## Passage fourni

------------------------

Quenelle du XXIème siècle © P.Faus

La déjà fameuse Quenelle du XXIème siècle est légèrement parfumée à la vanille, servie avec des écrevisses pattes rouges, des morilles, et de l’oseille sauvage. La texture ressemble nettement plus à un flanc qu’à une quenelle ce qui incite à se poser la question si le mot est encore justifiée. Un plat cependant superbe, généreux, très construit mais en équilibre instable, la sauce « crustacés » prenant nettement l’ensemble du plat. Moderne certes, mais…

Les Morilles blondes et brunes sont sautées au Château-Chalon, ail des ours, et recouverte, au sens propre, de Comté Grande Garde un peu trop envahissant, là encore déséquilibrant quelque peu le plat.

Sole de l'île d'Yeu, écrevisses © P.Faus

Par contre, la Sole de l’île d’Yeu « petit bateau », écrevisses pattes rouges, aulx, mousseline de charlotte fumée, est un petit chef-d’œuvre de finesse, de saveurs délicates et harmonieuses, à la cuisson parfaite, dans une présentation très actuelle, avec une purée aérienne.

Ris de veau fermier croustillant © P.Faus

Le Ris de veau fermier croustillant est une pièce superbe, laqué et bien saisi, moelleux comme il se doit et plus encore, posé sur une fine purée de petits pois, le tout parfumé au thym citron, ail nouveau (donc discret), bébés concombre, et cerfeuil. Cela fait du monde certes, mais tout est en harmonie parfaite, le ris trônant en majesté dans un accord parfait avec son jus de cuisson en prime, pour un plat chaleureux et d’une rare beauté.
Le plateau de fromages est toujours là, avec son Comté hors normes et exceptionnel de 36 mois d’affinage mais qui garde une jeunesse et une finesse étonnante. A ne pas rater.

------------------------

## Données d'entrée
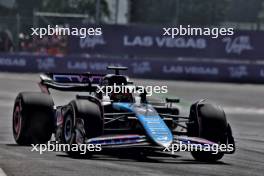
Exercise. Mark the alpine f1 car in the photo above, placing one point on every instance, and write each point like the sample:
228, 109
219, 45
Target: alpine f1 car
116, 120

------------------------

## Consignes
1. Indiquez si chacune des affirmations suivantes concorde avec le passage fourni sur les plats du restaurant. Répondez par oui ou non et citez mot pour mot les termes du passage qui tranchent. (a) La quenelle est parfumée à la vanille. (b) Le Comté du plateau de fromages a 24 mois d'affinage. (c) La sole est accompagnée d'une purée aérienne.
2. Modifiez les lignes de tous les enregistrements en remplaçant « alpine f1 car » par « red race car », sans rien changer d'autre, et ne reprenez pas les images dans votre réponse.

## Réponses par consigne
1.
(a) Oui : « légèrement parfumée à la vanille ».
(b) Non : « Comté hors normes et exceptionnel de 36 mois d’affinage ».
(c) Oui : « avec une purée aérienne ».

2.
Exercise. Mark the red race car in the photo above, placing one point on every instance, and write each point like the sample:
228, 109
219, 45
Target: red race car
116, 120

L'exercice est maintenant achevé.